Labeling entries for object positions
○ ○ ○ ○ ○
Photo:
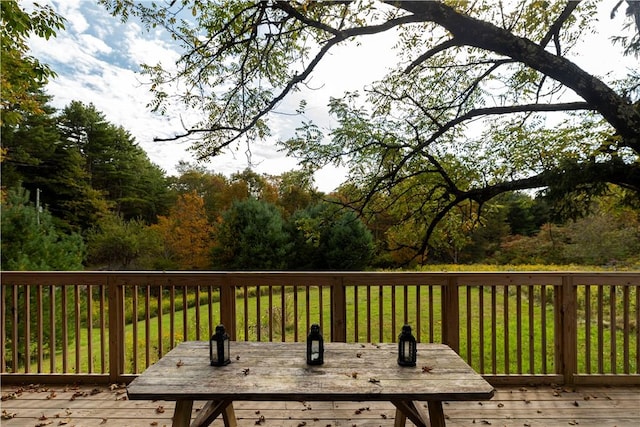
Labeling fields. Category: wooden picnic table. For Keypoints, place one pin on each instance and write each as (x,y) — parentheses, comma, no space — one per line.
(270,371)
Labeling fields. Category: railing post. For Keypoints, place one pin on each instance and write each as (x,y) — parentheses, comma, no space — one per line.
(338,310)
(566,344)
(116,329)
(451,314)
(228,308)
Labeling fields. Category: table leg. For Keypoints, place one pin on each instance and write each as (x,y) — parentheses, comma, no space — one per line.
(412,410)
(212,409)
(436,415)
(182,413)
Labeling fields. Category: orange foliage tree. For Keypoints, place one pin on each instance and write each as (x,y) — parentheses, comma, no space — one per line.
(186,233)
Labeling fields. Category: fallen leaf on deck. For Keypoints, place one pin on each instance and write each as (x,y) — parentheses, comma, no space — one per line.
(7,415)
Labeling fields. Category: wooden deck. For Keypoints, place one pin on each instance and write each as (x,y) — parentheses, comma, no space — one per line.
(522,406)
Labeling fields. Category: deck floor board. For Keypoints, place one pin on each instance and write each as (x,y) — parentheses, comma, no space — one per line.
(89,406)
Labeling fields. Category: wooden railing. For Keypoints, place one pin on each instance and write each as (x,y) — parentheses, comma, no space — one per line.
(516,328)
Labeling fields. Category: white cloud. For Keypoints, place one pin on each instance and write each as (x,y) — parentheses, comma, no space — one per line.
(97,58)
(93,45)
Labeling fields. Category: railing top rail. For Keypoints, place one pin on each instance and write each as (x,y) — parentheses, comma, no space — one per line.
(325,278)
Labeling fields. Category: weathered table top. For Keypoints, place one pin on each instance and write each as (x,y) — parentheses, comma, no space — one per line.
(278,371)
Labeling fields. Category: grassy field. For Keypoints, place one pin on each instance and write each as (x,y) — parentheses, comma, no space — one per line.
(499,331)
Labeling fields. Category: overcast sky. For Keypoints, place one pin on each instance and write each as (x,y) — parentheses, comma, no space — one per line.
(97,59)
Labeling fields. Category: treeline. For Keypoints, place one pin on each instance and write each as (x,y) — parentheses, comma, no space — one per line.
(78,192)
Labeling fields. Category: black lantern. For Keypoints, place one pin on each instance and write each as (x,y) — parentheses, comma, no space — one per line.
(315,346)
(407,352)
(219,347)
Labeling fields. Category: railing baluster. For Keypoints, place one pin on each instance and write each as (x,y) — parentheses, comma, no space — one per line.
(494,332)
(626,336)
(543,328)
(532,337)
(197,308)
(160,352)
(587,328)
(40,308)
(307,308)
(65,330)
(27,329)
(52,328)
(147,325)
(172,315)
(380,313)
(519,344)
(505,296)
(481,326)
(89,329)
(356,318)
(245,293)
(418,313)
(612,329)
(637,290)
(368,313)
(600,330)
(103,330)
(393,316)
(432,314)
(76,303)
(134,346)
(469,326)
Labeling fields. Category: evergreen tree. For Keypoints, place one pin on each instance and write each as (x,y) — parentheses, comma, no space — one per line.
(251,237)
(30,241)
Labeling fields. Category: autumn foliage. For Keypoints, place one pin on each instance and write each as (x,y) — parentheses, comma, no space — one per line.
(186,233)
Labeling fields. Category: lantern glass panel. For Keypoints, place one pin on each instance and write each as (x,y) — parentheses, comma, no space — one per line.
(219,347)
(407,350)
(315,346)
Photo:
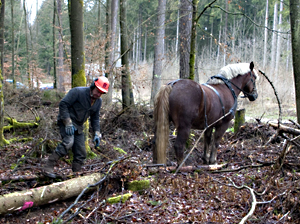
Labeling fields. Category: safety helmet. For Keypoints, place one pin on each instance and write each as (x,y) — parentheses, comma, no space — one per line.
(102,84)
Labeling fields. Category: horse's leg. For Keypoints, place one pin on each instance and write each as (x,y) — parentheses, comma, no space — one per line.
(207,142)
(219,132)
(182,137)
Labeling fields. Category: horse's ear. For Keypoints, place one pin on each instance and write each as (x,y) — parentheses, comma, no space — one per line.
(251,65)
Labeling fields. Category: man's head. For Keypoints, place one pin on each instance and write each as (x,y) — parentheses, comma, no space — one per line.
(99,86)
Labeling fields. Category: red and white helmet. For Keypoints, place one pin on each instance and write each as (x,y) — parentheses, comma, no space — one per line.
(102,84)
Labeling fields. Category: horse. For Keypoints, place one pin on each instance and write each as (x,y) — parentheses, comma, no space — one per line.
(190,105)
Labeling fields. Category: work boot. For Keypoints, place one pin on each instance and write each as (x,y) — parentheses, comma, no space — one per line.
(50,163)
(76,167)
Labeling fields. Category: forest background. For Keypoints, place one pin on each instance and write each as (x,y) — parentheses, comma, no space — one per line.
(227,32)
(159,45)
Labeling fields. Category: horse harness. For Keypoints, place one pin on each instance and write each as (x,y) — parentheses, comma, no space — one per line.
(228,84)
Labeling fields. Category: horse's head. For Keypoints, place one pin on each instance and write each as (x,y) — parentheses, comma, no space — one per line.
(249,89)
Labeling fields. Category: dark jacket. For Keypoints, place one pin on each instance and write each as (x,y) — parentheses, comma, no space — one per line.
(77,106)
○ ○ ○ ○ ○
DIRECTION = Lay out every line of the listing above as a JSON list of strings, one string per line. Skip blank lines and leave the pictures out.

TASK SOLUTION =
[
  "Photo:",
  "Labeling fields. Category: wooden picnic table. For Keypoints, place one pin on each instance and write each as (x,y) — parentheses, comma, no space — one per line.",
  "(270,371)",
  "Labeling fields. Category: railing post. For Keypoints, place one pin on each instance and write each as (x,y) — parentheses, comma, no space — one per line.",
  "(338,310)",
  "(566,344)",
  "(116,329)",
  "(451,314)",
  "(228,308)",
  "Labeling fields. Category: table leg. For Keypoints, place one pin on each instance and write each as (x,y) — parentheses, comma, no space — one per line.",
  "(412,410)",
  "(212,409)",
  "(436,415)",
  "(182,413)",
  "Labeling fields. Category: orange foliage tree. For Keypoints, place one pin on each instance and write each as (x,y) — parentheses, comma, no space — one per line.",
  "(186,233)",
  "Labeling fields. Category: fallen leaf on deck. For Keypoints, place one pin on each instance and write each as (x,y) — parentheses, comma, no space — one per line.",
  "(7,415)",
  "Labeling fields. Category: wooden deck. For Keypoints, place one pin on each instance and write each as (x,y) — parentheses, comma, no space — one per line.",
  "(522,406)",
  "Labeling fields. Category: deck floor board. For Keypoints, place one pin on each instance and write each as (x,y) — parentheses, comma, no space — one per line.",
  "(89,406)",
  "Labeling fields. Category: wooden railing. For Keypoints, place one pin on each instance and write each as (x,y) — parentheses, comma, no space — one per line.",
  "(516,328)",
  "Labeling fields. Category: white cloud. For Keypoints, place one pin on each instance and write each as (x,y) — parentheses, comma, no space — one per line.",
  "(97,58)",
  "(93,45)",
  "Labeling fields. Category: railing top rail. For Keypoints, place one pin on each instance and write each as (x,y) — parentheses, comma, no space — one per line.",
  "(325,278)",
  "Labeling fields. Category: weathered table top. For Keypoints, place one pin on each instance and write each as (x,y) — parentheses, comma, no space — one per line.",
  "(278,371)",
  "Labeling fields. Category: grassy field. For Keypoints, place one pin on each instance and write each as (x,y) — parentheses, comma, no space — one per line.",
  "(499,331)",
  "Labeling fields. Category: overcast sky. For Keypoints, place one pin on each instance and write each as (x,y) — parentheses, comma, no space — one per line.",
  "(97,59)",
  "Labeling fields. Category: treeline. For Keypoints, place one pin on each instance and write each as (x,y) — parentheses, comma, no space — one per line.",
  "(78,192)",
  "Labeling fields. Category: black lantern. For Keypoints, place one pin on each instance and write each as (x,y) — parentheses, comma, no space — one per line.",
  "(315,346)",
  "(407,352)",
  "(219,347)",
  "Labeling fields. Category: railing baluster. For Keypoints, place one pin on each instance and write each as (x,y) — parentheses, comma, no space — one per line.",
  "(494,332)",
  "(626,336)",
  "(543,328)",
  "(532,337)",
  "(197,308)",
  "(160,352)",
  "(587,328)",
  "(40,308)",
  "(307,308)",
  "(65,330)",
  "(27,329)",
  "(52,328)",
  "(147,325)",
  "(172,315)",
  "(380,313)",
  "(519,344)",
  "(505,296)",
  "(481,326)",
  "(89,329)",
  "(356,318)",
  "(245,293)",
  "(418,313)",
  "(612,329)",
  "(637,290)",
  "(368,313)",
  "(600,330)",
  "(103,330)",
  "(393,316)",
  "(432,314)",
  "(76,303)",
  "(134,346)",
  "(469,326)",
  "Labeling fields. Category: evergreen tree. For Keypoints, place one pin on each instance and write each as (x,y) — parentheses, comma, no space — one per line.",
  "(251,237)",
  "(30,241)",
  "Labeling fields. Category: autumn foliage. For Keypoints, place one pin on each instance and write each as (x,y) — parentheses, comma, no space — one per line.",
  "(186,233)",
  "Labeling fields. Category: lantern glass panel. For Keypoints, place one pin on each instance and write each as (x,y) — parentheses, comma, no space — one per line.",
  "(219,347)",
  "(407,350)",
  "(315,346)",
  "Photo:",
  "Labeling fields. Category: safety helmet. For Keypoints, place one pin on each instance and write each as (x,y) — parentheses, comma, no space — one per line.",
  "(102,84)",
  "Labeling fields. Category: horse's leg. For Keypoints, place one pin on each instance and write each as (x,y) — parentheses, comma, no space — one per line.",
  "(207,142)",
  "(219,132)",
  "(182,137)",
  "Labeling fields. Category: horse's ear. For Keypoints, place one pin on each instance and write each as (x,y) — parentheses, comma, no space — one per line.",
  "(251,65)",
  "Labeling fields. Category: man's head. For Keypoints, place one pin on each instance and write each as (x,y) — parentheses, comma, no space — one per line.",
  "(99,86)",
  "Labeling fields. Category: red and white helmet. For Keypoints, place one pin on each instance and write each as (x,y) — parentheses, comma, no space — one per line.",
  "(102,84)",
  "Labeling fields. Category: horse. For Keypoints, place one pin on each instance and write each as (x,y) — parentheses, comma, no space — one per line.",
  "(190,105)",
  "Labeling fields. Category: work boot. For Keypoints, place one pin on each instance and write each as (x,y) — parentheses, comma, no space — one per line.",
  "(50,163)",
  "(76,167)",
  "Labeling fields. Category: forest background. For Keypoints, place one pin on each instance and write each as (x,y) — parentheses, comma, no space — one per line.",
  "(227,32)",
  "(159,45)",
  "Labeling fields. Category: horse harness. For Keypoints, place one pin on each instance and write each as (x,y) — parentheses, comma, no space — one per line.",
  "(228,84)",
  "Labeling fields. Category: horse's head. For Keypoints, place one pin on each instance and write each as (x,y) — parentheses, comma, no space — one per line.",
  "(249,89)",
  "Labeling fields. Category: dark jacket. For Keypoints, place one pin on each instance and write each as (x,y) — parentheses, comma, no space — one per line.",
  "(77,106)"
]